* START Records for this exercise *
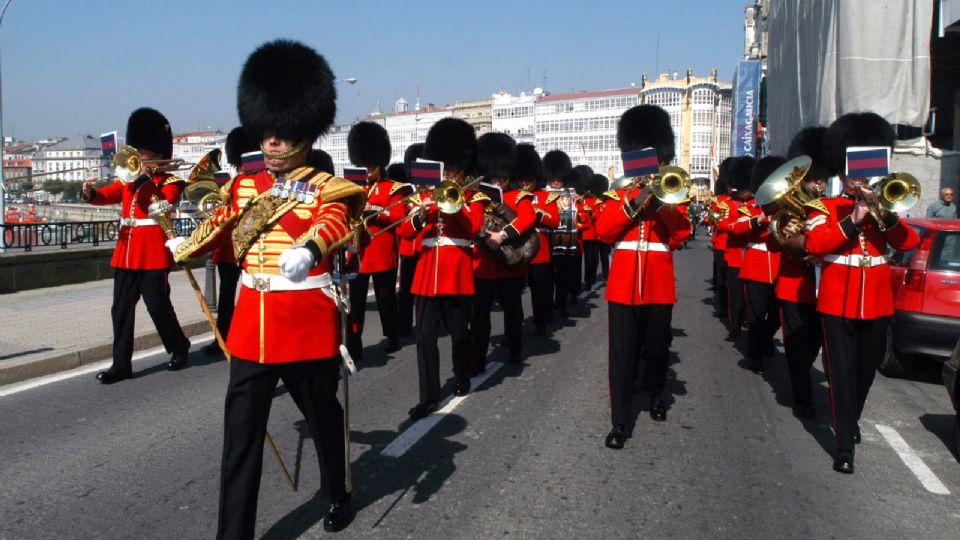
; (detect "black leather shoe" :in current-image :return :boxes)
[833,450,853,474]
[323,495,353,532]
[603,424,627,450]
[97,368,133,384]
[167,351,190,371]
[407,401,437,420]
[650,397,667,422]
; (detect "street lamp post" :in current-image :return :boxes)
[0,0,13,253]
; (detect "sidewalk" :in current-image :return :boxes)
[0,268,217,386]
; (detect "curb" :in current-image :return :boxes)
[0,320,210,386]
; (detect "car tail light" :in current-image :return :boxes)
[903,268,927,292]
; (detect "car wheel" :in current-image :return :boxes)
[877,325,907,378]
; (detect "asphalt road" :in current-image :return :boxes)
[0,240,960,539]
* END Records for this exercise *
* START Records for this exercise *
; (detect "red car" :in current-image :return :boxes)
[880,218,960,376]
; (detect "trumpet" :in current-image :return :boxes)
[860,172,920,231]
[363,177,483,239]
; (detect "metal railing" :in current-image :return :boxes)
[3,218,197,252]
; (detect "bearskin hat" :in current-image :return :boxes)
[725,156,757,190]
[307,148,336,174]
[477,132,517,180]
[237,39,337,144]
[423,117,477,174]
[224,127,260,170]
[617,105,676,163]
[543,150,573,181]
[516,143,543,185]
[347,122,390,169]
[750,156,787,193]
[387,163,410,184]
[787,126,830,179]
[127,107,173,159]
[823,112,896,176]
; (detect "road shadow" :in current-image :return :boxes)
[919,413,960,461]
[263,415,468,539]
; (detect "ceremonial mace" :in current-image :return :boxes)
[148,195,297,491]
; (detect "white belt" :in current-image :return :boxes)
* END Records for this exercise *
* Your instructions *
How many lines of the entries above contain the string "road", with case counting? Reply with the number alone.

* Result of the exercise *
2